* [Exercise task] Update these lines so that every "even-odd rule" becomes "nonzero winding rule", and leave everything else unchanged.

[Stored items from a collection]
————
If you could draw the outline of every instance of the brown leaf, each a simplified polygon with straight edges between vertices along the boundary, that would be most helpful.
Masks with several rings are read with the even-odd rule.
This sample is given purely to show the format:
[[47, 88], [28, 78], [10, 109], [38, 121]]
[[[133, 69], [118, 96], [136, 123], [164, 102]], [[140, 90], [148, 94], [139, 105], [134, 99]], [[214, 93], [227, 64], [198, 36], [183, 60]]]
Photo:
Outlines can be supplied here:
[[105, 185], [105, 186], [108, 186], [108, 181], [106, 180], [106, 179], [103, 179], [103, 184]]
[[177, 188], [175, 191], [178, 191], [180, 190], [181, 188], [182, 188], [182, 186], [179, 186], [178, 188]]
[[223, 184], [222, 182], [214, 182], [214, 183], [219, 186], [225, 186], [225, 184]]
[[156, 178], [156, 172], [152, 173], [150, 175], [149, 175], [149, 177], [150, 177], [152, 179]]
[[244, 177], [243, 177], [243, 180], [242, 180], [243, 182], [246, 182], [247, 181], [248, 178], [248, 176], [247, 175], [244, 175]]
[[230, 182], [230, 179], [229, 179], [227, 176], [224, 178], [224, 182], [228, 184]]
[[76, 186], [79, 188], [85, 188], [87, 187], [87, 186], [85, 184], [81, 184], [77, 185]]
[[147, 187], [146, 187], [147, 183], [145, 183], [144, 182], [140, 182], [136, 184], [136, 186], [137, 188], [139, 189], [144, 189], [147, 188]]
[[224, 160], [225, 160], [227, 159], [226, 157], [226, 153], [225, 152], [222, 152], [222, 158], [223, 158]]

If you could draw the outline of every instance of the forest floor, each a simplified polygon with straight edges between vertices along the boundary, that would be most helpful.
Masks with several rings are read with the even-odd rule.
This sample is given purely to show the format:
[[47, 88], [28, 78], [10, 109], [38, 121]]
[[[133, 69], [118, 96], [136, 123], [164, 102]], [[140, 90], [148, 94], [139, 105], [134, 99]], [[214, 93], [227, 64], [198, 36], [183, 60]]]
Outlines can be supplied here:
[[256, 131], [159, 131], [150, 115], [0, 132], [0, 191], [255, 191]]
————
* [Written answer]
If you could draw the outline of every instance of the brown leaf, each a simplified polygon with straight edges between vertices along the boundary, that would be most helpful.
Masks with several rings are read with the nonzero winding rule.
This sample is given purely to show the format:
[[47, 88], [28, 78], [10, 109], [38, 121]]
[[[133, 69], [118, 96], [136, 123], [164, 102]], [[140, 90], [148, 94], [139, 105], [134, 99]], [[214, 93], [227, 64], [198, 36], [183, 60]]]
Photo:
Outlines can be supplied here:
[[105, 185], [105, 186], [108, 186], [108, 181], [106, 180], [106, 179], [103, 179], [103, 184]]
[[177, 188], [175, 191], [178, 191], [180, 190], [181, 188], [182, 188], [182, 186], [179, 186], [178, 188]]
[[223, 184], [222, 182], [214, 182], [214, 183], [219, 186], [225, 186], [225, 184]]
[[156, 178], [156, 172], [152, 173], [150, 175], [149, 175], [149, 177], [150, 177], [152, 179]]
[[244, 177], [243, 177], [243, 180], [242, 180], [243, 182], [246, 182], [247, 181], [248, 178], [248, 176], [247, 175], [244, 175]]
[[230, 182], [230, 179], [229, 179], [227, 176], [224, 178], [224, 182], [228, 184]]
[[76, 186], [79, 188], [85, 188], [87, 187], [87, 186], [85, 184], [81, 184], [77, 185]]
[[147, 187], [146, 187], [147, 183], [145, 183], [144, 182], [140, 182], [136, 184], [136, 186], [137, 188], [139, 189], [144, 189], [147, 188]]
[[224, 160], [225, 160], [227, 159], [226, 157], [226, 153], [225, 152], [222, 152], [222, 158], [223, 158]]

If you could draw the outline of every instance of the forest floor, each a simplified polygon with straight edges between vertices along the boundary, that would be most helpful.
Masks with several rings are read with the nonzero winding rule.
This sample is given purely to show the format:
[[47, 88], [28, 78], [10, 109], [38, 121]]
[[[133, 69], [118, 96], [136, 123], [164, 102]], [[140, 90], [148, 94], [139, 105], [134, 99]], [[214, 93], [227, 64], [198, 36], [183, 60]]]
Outlines can be supplied here:
[[256, 131], [159, 131], [150, 115], [0, 132], [0, 191], [255, 191]]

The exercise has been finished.